Records of named objects with pointing:
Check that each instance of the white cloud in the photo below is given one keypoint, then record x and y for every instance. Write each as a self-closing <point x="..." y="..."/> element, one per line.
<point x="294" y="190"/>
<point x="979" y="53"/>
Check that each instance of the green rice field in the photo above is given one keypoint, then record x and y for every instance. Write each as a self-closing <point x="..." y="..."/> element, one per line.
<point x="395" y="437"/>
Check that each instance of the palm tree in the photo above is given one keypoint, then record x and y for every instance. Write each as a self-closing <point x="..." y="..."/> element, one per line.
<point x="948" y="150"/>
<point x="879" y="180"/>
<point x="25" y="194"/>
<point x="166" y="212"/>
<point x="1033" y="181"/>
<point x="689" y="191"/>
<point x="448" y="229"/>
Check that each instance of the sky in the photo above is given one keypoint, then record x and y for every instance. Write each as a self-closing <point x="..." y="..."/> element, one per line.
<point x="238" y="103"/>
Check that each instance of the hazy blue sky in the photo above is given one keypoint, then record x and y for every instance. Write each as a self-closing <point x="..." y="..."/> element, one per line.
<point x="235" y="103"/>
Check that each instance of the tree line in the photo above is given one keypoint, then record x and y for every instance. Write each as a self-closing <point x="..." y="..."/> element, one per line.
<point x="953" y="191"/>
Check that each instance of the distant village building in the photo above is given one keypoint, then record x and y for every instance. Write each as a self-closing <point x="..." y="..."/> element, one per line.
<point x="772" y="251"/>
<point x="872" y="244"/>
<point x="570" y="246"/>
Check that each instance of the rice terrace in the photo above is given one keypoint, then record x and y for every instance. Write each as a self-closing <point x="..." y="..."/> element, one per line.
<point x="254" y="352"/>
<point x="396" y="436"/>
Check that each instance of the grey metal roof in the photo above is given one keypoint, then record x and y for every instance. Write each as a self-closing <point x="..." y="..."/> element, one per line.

_INSTRUCTIONS FOR THE TASK_
Copy out all of the records above word for word, line by line, without changing anything.

_CORRECT OUTPUT_
Check that each instance of the white cloud in the photo below is given one keypoint, then record x and y for every instance. Write each as a self-closing <point x="..." y="..."/> element, one per line.
<point x="294" y="190"/>
<point x="979" y="53"/>
Check that each instance of the green rice field in the photo above is given one keypoint, then record x and y for every instance. Write each as a self-closing <point x="..." y="..."/> element, one per line.
<point x="395" y="437"/>
Check that each instance of the palm tree in the photo above is given one keypoint, then record x and y for every instance. Write each as a self-closing <point x="..." y="..."/> element, one per line.
<point x="948" y="150"/>
<point x="879" y="180"/>
<point x="25" y="194"/>
<point x="166" y="212"/>
<point x="1033" y="181"/>
<point x="689" y="191"/>
<point x="448" y="229"/>
Check that each instance of the sky in the photo above is given one keypoint, then record x and y for every instance. Write each as a self-closing <point x="..." y="..."/> element, one per line.
<point x="238" y="103"/>
Check that each instance of the hazy blue sky in the photo above is given one keypoint, then record x and y for every instance. Write each as a self-closing <point x="..." y="..."/> element, one per line.
<point x="235" y="103"/>
Check that each instance of the tree line in the photo above is given one keypoint, then record x and y for every instance. Write each as a self-closing <point x="..." y="..."/> element, one per line.
<point x="953" y="191"/>
Check that each instance of the distant village building in the photo above is given one keypoint, then record x and y for every instance. Write each as a self-closing <point x="..." y="..."/> element, one per line.
<point x="772" y="251"/>
<point x="872" y="244"/>
<point x="570" y="246"/>
Check that each instance of the rice terrace in the photo above is given one keypoint, then record x and y for every instance. Write each as a self-closing <point x="..." y="..."/> element, one per line.
<point x="254" y="352"/>
<point x="396" y="436"/>
Check that each instance of the grey metal roof in the photo above is given one keypoint, then record x and y for every instance. Write each as a self-closing <point x="..." y="..."/> element, one per line.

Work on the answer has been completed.